## EXERCISE DESCRIPTION
Reproduce the records from their start through the line containing "positive clicks: (491, 57)", replacing "box" with "bounding box" and changing nothing else. Omit the pictures from your answer.

## DATASET CONTENT
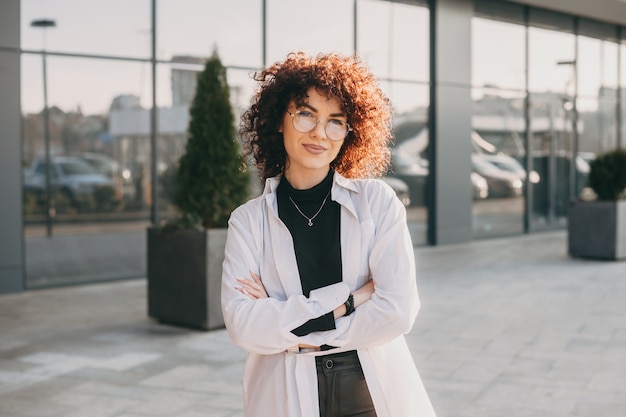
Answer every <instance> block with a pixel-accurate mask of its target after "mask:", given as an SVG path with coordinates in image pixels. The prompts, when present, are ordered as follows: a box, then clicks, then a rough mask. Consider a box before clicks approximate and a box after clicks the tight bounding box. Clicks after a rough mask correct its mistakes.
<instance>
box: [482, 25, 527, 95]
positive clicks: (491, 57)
mask: <svg viewBox="0 0 626 417" xmlns="http://www.w3.org/2000/svg"><path fill="white" fill-rule="evenodd" d="M525 36H526V30H525V28H524V27H523V26H521V25H515V24H510V23H504V22H498V21H494V20H487V19H481V18H474V19H472V85H473V86H476V87H492V88H493V87H497V88H507V89H517V90H523V89H524V88H525V84H526V82H525V77H526V72H525V71H526V70H525V59H524V50H525ZM495 57H498V59H494V58H495Z"/></svg>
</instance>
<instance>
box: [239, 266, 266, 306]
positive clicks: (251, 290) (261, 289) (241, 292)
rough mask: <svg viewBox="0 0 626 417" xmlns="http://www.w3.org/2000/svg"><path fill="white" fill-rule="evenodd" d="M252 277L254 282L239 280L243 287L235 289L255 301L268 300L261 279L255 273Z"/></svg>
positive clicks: (240, 278)
mask: <svg viewBox="0 0 626 417" xmlns="http://www.w3.org/2000/svg"><path fill="white" fill-rule="evenodd" d="M250 275H252V279H253V280H250V279H247V278H237V282H239V283H240V284H241V286H239V287H235V289H236V290H237V291H239V292H241V293H242V294H245V295H247V296H249V297H251V298H253V299H255V300H258V299H259V298H267V297H268V295H267V291H266V290H265V287H264V286H263V282H261V278H259V276H258V275H256V274H255V273H253V272H250Z"/></svg>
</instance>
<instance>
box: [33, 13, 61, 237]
mask: <svg viewBox="0 0 626 417" xmlns="http://www.w3.org/2000/svg"><path fill="white" fill-rule="evenodd" d="M30 25H31V26H32V27H36V28H42V29H43V38H44V41H43V48H42V51H41V61H42V64H43V132H44V149H45V157H44V160H45V167H46V234H47V236H48V237H50V236H52V219H53V217H54V200H53V197H52V180H51V176H52V164H51V160H50V112H49V109H48V75H47V68H46V42H45V38H46V30H47V28H51V27H55V26H56V22H55V21H54V20H51V19H38V20H33V21H32V22H30Z"/></svg>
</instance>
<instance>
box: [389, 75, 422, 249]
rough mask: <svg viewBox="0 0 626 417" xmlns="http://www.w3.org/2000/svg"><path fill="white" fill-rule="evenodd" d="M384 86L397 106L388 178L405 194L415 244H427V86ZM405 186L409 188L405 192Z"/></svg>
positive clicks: (399, 192)
mask: <svg viewBox="0 0 626 417" xmlns="http://www.w3.org/2000/svg"><path fill="white" fill-rule="evenodd" d="M381 87H382V88H383V90H384V91H385V93H386V94H387V95H388V96H389V98H390V99H391V101H392V102H393V103H394V107H395V112H394V114H395V116H394V126H393V129H394V148H393V149H392V151H391V154H392V157H391V170H390V172H389V174H388V175H387V176H386V180H388V181H389V182H390V185H392V187H393V188H394V189H395V190H396V193H397V194H398V195H402V196H403V197H401V198H402V199H403V200H404V201H405V204H406V205H407V221H408V225H409V231H410V232H411V238H412V240H413V244H415V245H424V244H427V243H428V240H427V203H428V201H427V197H428V194H427V190H426V185H427V181H428V174H429V170H428V165H429V164H428V157H429V143H430V140H429V134H428V85H425V84H420V83H405V82H382V83H381ZM400 97H402V98H401V99H400ZM404 189H406V191H402V190H404ZM407 194H408V195H407ZM406 197H408V200H407V199H406Z"/></svg>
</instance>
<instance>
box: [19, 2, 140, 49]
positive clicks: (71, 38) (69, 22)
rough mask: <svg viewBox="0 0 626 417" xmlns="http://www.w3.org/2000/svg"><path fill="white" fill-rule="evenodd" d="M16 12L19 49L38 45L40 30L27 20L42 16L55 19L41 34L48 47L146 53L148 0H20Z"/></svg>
mask: <svg viewBox="0 0 626 417" xmlns="http://www.w3.org/2000/svg"><path fill="white" fill-rule="evenodd" d="M122 10H123V12H121V11H122ZM20 15H21V19H22V24H21V26H22V31H21V46H22V48H23V49H30V50H41V49H42V33H41V30H33V28H31V27H30V23H31V21H33V20H35V19H41V18H43V17H45V18H46V19H53V20H56V22H57V25H56V27H55V28H53V29H51V30H49V31H47V33H46V35H45V40H44V41H45V44H46V45H45V48H46V49H48V50H54V51H57V52H70V53H83V54H93V55H113V56H125V57H141V58H147V57H149V56H150V26H151V23H150V0H133V1H126V0H107V1H81V0H55V1H46V0H21V2H20Z"/></svg>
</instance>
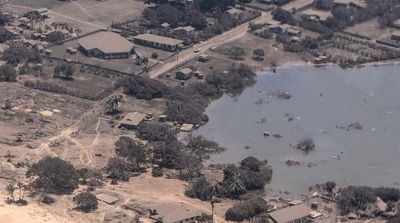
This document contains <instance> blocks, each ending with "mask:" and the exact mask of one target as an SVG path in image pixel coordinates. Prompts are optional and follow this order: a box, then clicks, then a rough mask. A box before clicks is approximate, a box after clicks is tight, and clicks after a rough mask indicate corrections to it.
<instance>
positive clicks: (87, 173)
mask: <svg viewBox="0 0 400 223" xmlns="http://www.w3.org/2000/svg"><path fill="white" fill-rule="evenodd" d="M77 173H78V175H79V180H80V183H81V184H84V185H88V186H89V187H93V188H94V187H99V186H102V185H103V184H104V179H103V174H102V173H101V172H100V171H99V170H90V169H86V168H83V169H79V170H77Z"/></svg>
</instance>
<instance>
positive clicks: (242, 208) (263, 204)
mask: <svg viewBox="0 0 400 223" xmlns="http://www.w3.org/2000/svg"><path fill="white" fill-rule="evenodd" d="M267 209H268V207H267V202H266V201H264V199H262V198H260V197H258V198H253V199H250V200H246V201H242V202H241V203H238V204H235V205H234V206H233V207H232V208H229V209H228V210H227V211H226V213H225V219H226V220H228V221H237V222H241V221H244V220H246V219H250V218H252V217H254V216H256V215H258V214H261V213H263V212H265V211H267Z"/></svg>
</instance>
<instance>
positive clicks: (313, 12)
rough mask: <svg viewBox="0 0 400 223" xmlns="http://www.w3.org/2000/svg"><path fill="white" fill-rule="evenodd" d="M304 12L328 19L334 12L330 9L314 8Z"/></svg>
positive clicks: (320, 17)
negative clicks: (330, 10) (332, 12)
mask: <svg viewBox="0 0 400 223" xmlns="http://www.w3.org/2000/svg"><path fill="white" fill-rule="evenodd" d="M302 14H303V15H307V16H318V17H319V19H321V20H326V19H327V18H328V17H331V16H332V13H331V12H330V11H324V10H318V9H313V8H310V9H307V10H305V11H303V12H302Z"/></svg>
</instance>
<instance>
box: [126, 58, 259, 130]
mask: <svg viewBox="0 0 400 223" xmlns="http://www.w3.org/2000/svg"><path fill="white" fill-rule="evenodd" d="M255 76H256V74H255V73H254V71H253V70H252V69H251V68H250V67H249V66H247V65H244V64H234V65H232V67H231V68H230V69H229V71H228V73H211V74H209V75H208V76H207V78H206V81H205V82H204V83H194V84H192V85H190V86H189V87H187V88H181V87H177V88H169V87H167V86H166V85H164V84H163V83H161V82H160V81H157V80H151V79H149V78H146V77H140V76H131V77H127V78H125V79H123V80H121V82H120V84H119V85H120V86H122V87H123V88H124V91H125V93H126V94H128V95H132V96H135V97H136V98H139V99H145V100H151V99H153V98H165V99H167V100H168V103H167V110H166V115H167V117H168V119H169V120H170V121H177V122H181V123H192V124H202V123H204V122H207V121H208V118H207V116H205V115H204V114H203V113H204V111H205V109H206V107H207V105H208V103H209V102H210V99H213V98H216V97H219V96H221V95H222V93H223V92H227V93H229V94H232V95H236V94H238V93H240V92H241V91H242V90H243V89H244V88H245V87H246V86H249V85H251V84H253V83H254V82H255V80H254V79H255Z"/></svg>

## RESULT FOR THIS EXERCISE
Answer every <instance> block with a pixel-accurate mask of its target after "mask:", given as an SVG path with coordinates in image pixels. The prompts, when present, are ordered as follows: a bounding box, then clicks, then a rough mask. Consider a bounding box before clicks approximate and a bounding box after clicks the tight bounding bounding box. Clicks after a rough mask correct its mistakes.
<instance>
bounding box: [482, 25, 527, 95]
positive clicks: (491, 57)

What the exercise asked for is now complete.